> What is expected
Retype, character for character, the line containing "Give the pixel-accurate" along with each line after it through the end of the data, and only those.
=-=-=
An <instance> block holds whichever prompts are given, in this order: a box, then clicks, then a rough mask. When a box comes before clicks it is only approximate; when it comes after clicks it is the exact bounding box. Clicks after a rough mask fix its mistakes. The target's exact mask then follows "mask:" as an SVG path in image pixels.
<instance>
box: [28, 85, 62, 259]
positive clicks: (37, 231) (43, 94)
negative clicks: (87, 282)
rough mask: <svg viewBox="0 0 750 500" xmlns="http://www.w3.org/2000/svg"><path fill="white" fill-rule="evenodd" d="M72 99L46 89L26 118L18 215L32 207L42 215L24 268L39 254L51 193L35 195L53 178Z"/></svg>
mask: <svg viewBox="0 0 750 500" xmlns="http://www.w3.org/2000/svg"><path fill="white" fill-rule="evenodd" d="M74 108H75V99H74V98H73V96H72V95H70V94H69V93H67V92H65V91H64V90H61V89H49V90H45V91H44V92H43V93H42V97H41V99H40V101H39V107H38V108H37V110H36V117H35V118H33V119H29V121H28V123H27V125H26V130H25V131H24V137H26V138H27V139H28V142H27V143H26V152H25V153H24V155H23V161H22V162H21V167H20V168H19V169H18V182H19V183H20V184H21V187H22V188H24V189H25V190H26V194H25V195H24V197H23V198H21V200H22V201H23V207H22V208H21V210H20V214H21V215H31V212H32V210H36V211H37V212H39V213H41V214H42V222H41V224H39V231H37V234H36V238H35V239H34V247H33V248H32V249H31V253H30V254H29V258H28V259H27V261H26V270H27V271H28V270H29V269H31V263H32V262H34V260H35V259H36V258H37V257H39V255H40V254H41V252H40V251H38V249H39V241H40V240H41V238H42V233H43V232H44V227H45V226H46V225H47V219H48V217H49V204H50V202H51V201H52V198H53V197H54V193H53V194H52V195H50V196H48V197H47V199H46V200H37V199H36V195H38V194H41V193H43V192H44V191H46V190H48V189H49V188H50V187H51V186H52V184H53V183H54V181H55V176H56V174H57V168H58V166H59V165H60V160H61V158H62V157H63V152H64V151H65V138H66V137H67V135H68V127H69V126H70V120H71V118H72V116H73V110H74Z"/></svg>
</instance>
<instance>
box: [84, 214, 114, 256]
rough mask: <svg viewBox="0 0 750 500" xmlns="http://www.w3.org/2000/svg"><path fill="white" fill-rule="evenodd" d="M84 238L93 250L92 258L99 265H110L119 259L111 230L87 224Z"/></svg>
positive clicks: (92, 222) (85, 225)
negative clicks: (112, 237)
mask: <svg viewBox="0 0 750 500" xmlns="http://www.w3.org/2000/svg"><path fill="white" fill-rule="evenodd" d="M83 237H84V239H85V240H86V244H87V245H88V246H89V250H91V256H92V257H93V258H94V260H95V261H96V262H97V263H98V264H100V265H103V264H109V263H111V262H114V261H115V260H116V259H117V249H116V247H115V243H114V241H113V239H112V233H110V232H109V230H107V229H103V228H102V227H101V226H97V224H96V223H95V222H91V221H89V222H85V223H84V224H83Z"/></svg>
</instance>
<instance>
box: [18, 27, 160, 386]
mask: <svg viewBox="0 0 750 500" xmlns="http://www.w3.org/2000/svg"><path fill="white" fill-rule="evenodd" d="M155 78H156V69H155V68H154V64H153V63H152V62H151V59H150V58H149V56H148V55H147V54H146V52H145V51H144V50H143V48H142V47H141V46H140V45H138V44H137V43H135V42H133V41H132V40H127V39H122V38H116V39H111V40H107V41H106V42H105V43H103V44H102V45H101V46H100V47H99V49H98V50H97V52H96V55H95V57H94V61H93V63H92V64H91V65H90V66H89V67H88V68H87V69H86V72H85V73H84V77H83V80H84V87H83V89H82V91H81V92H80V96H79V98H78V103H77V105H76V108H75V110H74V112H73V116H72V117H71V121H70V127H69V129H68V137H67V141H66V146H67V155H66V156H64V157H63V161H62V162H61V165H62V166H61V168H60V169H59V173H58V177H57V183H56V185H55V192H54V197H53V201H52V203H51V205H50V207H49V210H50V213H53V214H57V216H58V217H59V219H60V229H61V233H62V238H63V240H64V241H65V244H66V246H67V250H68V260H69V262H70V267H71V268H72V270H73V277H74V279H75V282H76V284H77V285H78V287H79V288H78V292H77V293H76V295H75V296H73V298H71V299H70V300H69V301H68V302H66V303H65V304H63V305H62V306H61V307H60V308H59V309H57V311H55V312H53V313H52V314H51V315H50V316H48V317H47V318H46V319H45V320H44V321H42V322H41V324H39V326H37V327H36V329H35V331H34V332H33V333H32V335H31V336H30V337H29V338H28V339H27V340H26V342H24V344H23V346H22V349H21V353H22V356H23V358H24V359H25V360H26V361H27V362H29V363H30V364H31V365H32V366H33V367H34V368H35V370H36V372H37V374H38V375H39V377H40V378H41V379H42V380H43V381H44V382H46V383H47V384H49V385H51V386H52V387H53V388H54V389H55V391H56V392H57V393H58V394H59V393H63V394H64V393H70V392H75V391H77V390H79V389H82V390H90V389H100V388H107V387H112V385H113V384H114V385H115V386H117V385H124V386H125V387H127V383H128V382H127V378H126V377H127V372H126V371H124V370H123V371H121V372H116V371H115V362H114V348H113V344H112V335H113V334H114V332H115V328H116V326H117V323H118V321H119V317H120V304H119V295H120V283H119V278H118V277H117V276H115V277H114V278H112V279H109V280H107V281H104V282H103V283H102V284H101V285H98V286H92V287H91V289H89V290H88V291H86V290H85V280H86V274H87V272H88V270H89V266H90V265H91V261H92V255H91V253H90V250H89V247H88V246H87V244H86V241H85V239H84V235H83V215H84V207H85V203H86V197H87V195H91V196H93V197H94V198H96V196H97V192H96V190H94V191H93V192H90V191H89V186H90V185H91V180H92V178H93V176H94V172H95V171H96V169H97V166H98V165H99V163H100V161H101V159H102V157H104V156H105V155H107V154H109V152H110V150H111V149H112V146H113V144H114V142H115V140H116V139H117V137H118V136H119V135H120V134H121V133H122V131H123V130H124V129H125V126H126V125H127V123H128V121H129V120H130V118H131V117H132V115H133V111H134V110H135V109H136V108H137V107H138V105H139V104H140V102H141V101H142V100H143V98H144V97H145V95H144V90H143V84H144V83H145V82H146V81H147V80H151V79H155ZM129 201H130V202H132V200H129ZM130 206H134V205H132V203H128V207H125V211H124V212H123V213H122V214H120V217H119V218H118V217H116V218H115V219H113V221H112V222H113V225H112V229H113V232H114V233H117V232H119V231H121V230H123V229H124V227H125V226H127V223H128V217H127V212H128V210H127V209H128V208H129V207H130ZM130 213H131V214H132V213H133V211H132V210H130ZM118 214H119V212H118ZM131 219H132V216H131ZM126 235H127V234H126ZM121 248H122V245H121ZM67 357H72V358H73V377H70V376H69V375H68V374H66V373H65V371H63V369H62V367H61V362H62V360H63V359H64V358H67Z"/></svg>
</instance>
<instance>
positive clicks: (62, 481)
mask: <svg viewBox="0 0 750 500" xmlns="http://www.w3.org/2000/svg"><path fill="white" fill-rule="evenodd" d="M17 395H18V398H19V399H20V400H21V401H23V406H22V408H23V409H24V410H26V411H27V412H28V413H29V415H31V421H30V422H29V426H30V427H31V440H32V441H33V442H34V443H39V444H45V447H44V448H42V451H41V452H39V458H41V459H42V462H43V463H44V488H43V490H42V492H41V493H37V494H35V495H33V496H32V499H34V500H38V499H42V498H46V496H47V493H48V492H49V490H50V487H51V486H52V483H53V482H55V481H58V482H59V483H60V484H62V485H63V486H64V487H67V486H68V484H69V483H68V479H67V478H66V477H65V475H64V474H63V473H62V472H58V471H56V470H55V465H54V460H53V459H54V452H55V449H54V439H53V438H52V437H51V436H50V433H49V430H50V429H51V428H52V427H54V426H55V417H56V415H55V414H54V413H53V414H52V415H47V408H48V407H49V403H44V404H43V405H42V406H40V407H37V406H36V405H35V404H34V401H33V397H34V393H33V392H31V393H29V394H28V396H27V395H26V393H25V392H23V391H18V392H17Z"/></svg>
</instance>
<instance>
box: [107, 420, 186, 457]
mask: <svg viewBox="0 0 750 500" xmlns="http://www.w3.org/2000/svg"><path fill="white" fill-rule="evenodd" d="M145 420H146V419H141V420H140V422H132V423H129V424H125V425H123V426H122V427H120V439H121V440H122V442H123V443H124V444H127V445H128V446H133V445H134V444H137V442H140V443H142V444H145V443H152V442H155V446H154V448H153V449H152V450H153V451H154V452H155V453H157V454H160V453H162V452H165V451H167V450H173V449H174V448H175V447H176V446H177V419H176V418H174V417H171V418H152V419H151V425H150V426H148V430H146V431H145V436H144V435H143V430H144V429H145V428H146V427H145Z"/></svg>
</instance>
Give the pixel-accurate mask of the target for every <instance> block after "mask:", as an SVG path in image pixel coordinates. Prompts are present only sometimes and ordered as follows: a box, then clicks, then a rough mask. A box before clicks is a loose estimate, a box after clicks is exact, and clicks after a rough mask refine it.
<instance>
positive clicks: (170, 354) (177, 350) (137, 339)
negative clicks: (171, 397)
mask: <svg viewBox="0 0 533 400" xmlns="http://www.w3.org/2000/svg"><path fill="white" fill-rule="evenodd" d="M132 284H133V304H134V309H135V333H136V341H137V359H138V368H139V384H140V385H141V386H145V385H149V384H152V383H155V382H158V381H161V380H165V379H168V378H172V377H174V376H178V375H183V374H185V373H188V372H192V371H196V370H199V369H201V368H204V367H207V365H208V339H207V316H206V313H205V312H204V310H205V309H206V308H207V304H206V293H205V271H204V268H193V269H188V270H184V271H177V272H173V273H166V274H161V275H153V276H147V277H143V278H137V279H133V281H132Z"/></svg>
=-=-=
> Task response
Give the pixel-accurate mask of the target for every <instance> block after "mask:", as an SVG path in image pixel coordinates. Prompts are present only sometimes and ordered as follows: a box, then clicks, then a rough mask. A box before clicks is a loose estimate, a box after clicks is exact, and clicks after a rough mask refine it.
<instance>
positive clicks: (170, 354) (177, 350) (137, 339)
negative clicks: (171, 397)
mask: <svg viewBox="0 0 533 400" xmlns="http://www.w3.org/2000/svg"><path fill="white" fill-rule="evenodd" d="M132 284H133V304H134V309H135V333H136V341H137V359H138V368H139V384H140V385H141V386H145V385H149V384H152V383H155V382H158V381H161V380H165V379H168V378H172V377H174V376H178V375H183V374H185V373H188V372H192V371H196V370H199V369H201V368H204V367H207V365H208V339H207V316H206V313H205V312H204V310H205V309H206V308H207V304H206V293H205V271H204V268H193V269H188V270H184V271H177V272H173V273H166V274H161V275H153V276H147V277H143V278H137V279H133V281H132Z"/></svg>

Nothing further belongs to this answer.